**EXERCISE TASK**.
Answer these questions about the Motown night recap:
1. Which song does Casey Abrams sing to open the show?
2. What song does Thia Megia perform?
3. Who runs up and hugs Jacob Lusk?

**PASSAGE PROVIDED**.
You feel it, don’t you? That conspicuous absence permeating this space right now? It’s palpable, I know. What you’re experiencing is called Bethlessness, and it’s not pretty. I’m blogsitting for tonight, which is always intimidating. But especially on Motown night.
Because Motown night is—wait . . . Jennifer Lopez is dressed up like one of those really expensive old Barbies nobody’s allowed to play with . . . awesome—anyway, Motown night showcases some of the very best songs ever recorded by some of the most talented musicians of our time. So it’s a huge opportunity and a huge challenge, just like what I’m facing tonight. So I’m empathizing with you, Idol people. Let’s not blow it. Because Liv Tyler is watching.
Casey Abrams starts us off with a slightly funky and gravelly version of “I Heard it Through the Grapevine.” Casey followed his producers’ advice and kept himself from exploding in a big pulpy mess on stage. Visually, he’s this crazy mix of suave lounge singer and sweaty lumberjack. Vocally, he’s back to true gold. I loved it so much, I think I’ll listen again.
Next we have Thia Megia, who desperately needs to rebound from a couple of performances far too boring for someone with a cool rhyming name like that. At first she had her “Heat Wave” groove working, but she ran out of steam halfway through. She has a nasty habit of losing notes on stage. I can still see them waiting there, wishing they had been sung. Thia has tons of potential, but she’s not there yet. But she’s so cute!
Jacob Lusk singing Motown? Yes please. “You’re All I Need to Get By” is a soulful song with a subtlety that demands an artist’s touch, and I’m beyond glad that Jacob is taking it on. But I think I have to close my eyes through the performance because he’s a giant goofball. A giant goofball who just killed it. He’s unorthodox, but crazy good. And Steven Tyler ran up and hugged him. That was fun. I like this dude. Randy thinks it’s the best thing that ever happened to anyone ever in the universe. Okay, Randy.

**RECORDS PROVIDED**.
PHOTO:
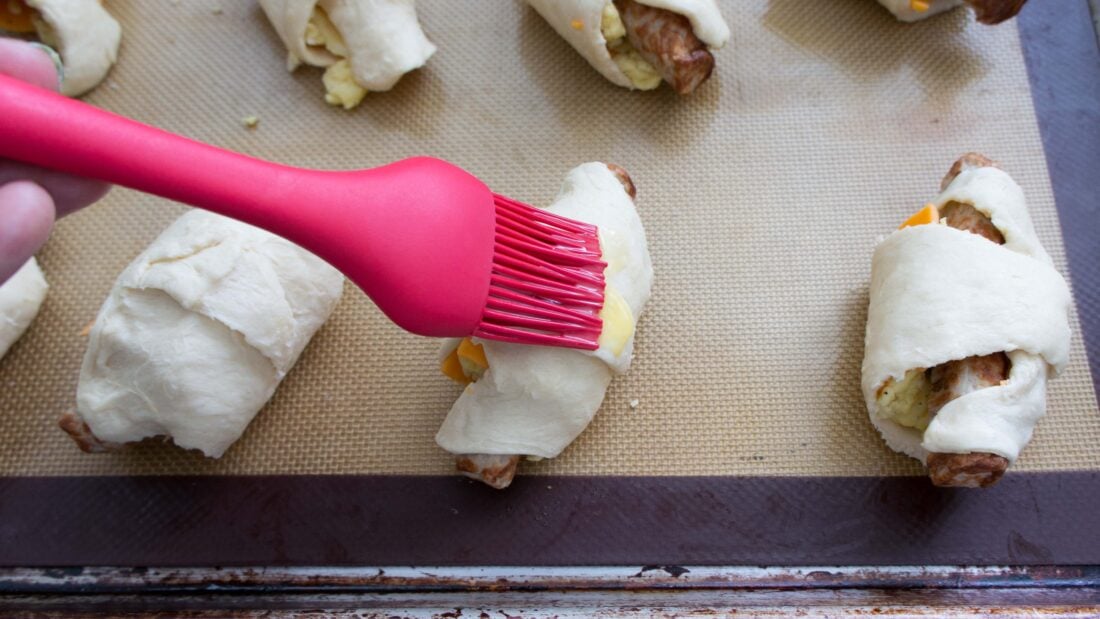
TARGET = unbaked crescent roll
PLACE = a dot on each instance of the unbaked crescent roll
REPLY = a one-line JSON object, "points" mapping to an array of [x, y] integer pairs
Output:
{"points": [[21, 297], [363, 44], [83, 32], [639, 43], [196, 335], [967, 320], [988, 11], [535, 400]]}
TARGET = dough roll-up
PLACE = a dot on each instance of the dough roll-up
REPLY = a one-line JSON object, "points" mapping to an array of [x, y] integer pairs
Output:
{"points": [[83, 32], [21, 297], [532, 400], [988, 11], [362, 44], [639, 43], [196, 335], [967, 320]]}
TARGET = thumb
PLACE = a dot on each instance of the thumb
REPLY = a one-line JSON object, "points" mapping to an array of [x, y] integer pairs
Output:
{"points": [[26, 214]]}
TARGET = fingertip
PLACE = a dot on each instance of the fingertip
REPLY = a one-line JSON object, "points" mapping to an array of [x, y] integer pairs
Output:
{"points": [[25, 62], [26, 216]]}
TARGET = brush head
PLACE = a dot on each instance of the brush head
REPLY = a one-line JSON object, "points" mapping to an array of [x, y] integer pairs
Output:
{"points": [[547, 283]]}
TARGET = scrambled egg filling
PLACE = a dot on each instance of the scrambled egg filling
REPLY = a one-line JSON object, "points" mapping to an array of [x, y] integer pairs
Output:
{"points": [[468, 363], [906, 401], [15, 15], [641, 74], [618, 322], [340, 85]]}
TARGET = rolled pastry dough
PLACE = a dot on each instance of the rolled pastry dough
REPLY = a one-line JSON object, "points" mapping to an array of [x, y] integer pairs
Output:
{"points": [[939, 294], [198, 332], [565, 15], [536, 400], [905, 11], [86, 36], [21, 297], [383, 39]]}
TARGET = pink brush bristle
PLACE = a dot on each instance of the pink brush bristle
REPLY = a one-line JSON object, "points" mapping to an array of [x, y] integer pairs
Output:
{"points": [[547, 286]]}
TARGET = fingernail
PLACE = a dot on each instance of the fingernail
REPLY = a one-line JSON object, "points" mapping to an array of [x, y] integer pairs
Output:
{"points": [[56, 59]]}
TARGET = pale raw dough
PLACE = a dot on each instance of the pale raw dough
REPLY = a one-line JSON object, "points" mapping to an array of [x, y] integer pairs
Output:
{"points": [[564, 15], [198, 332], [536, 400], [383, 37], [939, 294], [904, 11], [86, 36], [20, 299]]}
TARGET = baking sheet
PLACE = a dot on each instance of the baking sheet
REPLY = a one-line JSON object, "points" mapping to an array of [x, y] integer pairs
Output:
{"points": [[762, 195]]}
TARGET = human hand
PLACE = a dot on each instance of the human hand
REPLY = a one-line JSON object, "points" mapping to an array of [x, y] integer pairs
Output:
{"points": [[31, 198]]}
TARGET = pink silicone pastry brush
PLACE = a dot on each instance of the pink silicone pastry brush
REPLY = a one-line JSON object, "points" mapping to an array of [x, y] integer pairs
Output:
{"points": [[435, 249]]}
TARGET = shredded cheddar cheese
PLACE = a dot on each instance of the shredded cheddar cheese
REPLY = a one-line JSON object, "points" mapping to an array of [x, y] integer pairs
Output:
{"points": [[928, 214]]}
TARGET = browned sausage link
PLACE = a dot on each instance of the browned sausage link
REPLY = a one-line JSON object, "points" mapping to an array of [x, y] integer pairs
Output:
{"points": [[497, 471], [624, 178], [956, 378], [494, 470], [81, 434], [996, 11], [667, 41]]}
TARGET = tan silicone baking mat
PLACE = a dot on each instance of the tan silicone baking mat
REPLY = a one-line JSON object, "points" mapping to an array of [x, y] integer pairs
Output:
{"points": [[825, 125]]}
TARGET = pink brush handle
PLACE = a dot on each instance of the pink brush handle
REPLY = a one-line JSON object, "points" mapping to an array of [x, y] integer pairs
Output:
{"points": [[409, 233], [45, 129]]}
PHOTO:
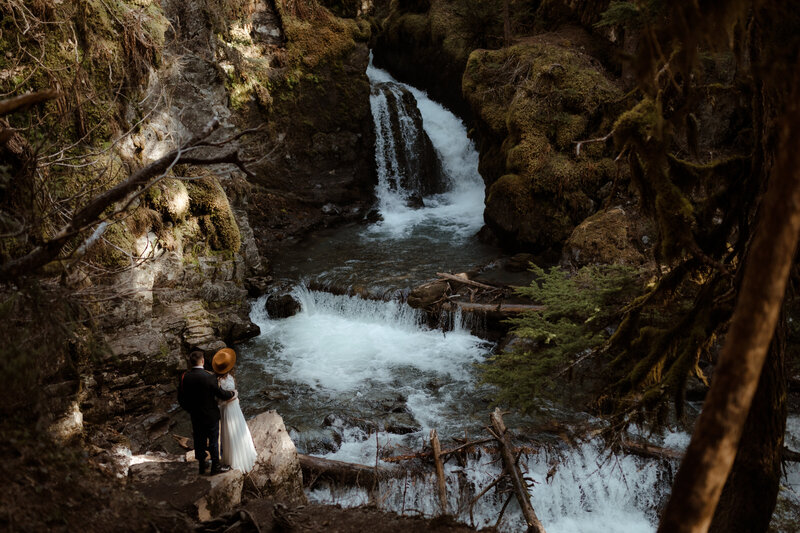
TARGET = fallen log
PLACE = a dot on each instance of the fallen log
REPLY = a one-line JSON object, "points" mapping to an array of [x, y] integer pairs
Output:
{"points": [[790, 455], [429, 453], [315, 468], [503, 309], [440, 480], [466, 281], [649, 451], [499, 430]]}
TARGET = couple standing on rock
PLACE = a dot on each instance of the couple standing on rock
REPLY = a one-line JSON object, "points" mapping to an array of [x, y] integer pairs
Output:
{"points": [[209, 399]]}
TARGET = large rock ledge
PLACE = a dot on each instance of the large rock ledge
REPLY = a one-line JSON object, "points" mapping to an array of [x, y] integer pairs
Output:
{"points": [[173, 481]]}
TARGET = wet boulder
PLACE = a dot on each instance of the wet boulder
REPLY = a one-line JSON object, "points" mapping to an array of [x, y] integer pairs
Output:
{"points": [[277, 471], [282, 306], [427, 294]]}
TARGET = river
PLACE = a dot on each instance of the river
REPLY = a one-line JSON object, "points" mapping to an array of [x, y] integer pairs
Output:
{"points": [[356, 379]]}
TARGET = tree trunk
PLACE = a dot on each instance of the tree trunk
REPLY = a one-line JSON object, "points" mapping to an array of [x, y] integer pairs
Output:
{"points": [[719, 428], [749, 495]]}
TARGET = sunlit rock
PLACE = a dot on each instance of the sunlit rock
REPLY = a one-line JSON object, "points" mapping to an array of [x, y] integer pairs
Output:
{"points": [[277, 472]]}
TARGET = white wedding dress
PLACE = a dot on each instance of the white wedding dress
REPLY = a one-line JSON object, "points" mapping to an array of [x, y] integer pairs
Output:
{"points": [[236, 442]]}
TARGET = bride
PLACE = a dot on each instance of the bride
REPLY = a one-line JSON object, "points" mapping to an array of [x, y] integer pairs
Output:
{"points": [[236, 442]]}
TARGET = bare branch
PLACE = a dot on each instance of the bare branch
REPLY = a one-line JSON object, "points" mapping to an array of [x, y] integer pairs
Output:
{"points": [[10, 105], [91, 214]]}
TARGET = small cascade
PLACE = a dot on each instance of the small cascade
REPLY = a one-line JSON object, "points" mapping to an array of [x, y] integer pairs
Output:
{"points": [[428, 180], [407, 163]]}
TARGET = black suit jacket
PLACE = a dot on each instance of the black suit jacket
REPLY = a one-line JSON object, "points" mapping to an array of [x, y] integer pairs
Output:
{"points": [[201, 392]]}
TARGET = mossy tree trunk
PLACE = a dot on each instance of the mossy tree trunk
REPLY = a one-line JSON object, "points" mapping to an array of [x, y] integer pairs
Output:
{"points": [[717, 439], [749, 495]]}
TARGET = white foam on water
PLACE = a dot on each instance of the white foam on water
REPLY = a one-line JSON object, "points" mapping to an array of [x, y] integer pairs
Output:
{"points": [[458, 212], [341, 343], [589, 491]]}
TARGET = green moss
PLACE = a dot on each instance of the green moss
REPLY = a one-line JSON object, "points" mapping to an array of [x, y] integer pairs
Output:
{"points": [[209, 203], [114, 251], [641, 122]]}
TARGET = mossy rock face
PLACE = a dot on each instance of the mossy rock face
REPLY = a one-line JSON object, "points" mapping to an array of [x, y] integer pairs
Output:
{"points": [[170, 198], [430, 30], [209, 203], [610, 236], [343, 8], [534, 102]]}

---

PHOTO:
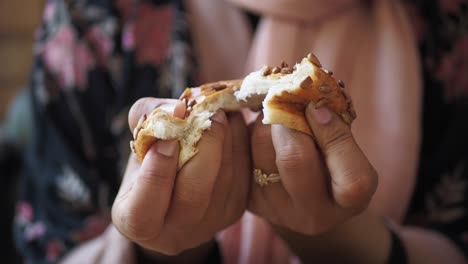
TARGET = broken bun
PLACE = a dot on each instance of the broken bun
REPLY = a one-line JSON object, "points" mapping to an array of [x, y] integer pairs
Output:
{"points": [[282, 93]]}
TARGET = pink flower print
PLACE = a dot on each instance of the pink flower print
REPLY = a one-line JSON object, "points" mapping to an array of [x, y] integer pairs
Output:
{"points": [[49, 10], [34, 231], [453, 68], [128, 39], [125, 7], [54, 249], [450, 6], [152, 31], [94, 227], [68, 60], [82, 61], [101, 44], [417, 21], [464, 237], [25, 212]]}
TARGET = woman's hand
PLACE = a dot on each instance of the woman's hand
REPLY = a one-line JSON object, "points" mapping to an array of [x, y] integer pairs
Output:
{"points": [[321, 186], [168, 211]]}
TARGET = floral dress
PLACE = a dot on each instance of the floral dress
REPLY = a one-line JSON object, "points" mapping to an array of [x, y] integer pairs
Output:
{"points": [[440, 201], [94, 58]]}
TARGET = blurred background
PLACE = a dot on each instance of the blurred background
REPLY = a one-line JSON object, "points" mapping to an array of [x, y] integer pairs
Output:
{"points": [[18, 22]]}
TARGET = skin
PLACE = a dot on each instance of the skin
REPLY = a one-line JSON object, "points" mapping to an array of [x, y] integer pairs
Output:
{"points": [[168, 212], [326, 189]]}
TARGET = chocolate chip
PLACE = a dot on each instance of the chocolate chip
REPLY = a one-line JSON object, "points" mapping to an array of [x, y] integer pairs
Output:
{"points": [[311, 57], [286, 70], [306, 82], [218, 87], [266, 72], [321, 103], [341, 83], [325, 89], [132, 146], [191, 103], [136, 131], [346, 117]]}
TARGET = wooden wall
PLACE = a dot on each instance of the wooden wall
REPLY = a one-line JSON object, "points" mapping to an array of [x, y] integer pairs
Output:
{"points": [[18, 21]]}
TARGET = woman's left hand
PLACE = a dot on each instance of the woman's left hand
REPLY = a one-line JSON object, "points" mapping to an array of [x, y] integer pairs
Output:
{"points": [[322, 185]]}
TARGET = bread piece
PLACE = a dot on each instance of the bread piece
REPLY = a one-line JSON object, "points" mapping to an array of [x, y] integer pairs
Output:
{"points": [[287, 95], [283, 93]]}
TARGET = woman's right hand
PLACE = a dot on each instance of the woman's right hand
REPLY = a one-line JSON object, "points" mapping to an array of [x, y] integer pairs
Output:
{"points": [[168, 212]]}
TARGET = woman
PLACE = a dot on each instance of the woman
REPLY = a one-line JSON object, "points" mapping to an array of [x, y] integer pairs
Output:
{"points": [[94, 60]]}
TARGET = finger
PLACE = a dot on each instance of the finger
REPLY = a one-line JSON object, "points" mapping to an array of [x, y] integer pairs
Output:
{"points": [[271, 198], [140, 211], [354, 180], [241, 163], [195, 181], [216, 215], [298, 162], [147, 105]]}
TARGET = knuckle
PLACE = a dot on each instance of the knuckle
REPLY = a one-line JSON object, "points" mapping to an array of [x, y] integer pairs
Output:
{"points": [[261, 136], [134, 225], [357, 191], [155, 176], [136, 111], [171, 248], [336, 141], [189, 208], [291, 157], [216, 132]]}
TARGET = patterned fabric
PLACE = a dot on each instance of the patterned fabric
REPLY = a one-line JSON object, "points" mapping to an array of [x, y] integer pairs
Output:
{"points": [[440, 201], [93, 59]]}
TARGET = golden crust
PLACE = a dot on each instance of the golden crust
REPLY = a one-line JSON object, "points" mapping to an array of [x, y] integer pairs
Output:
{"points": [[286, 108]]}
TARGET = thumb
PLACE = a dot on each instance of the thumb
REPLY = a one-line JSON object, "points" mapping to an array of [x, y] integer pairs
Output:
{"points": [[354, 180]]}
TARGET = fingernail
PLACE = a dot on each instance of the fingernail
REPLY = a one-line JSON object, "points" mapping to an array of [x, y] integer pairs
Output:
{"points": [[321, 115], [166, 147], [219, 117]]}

**COMPLETE ANSWER**.
1. "I Heard it Through the Grapevine"
2. "Heat Wave"
3. Steven Tyler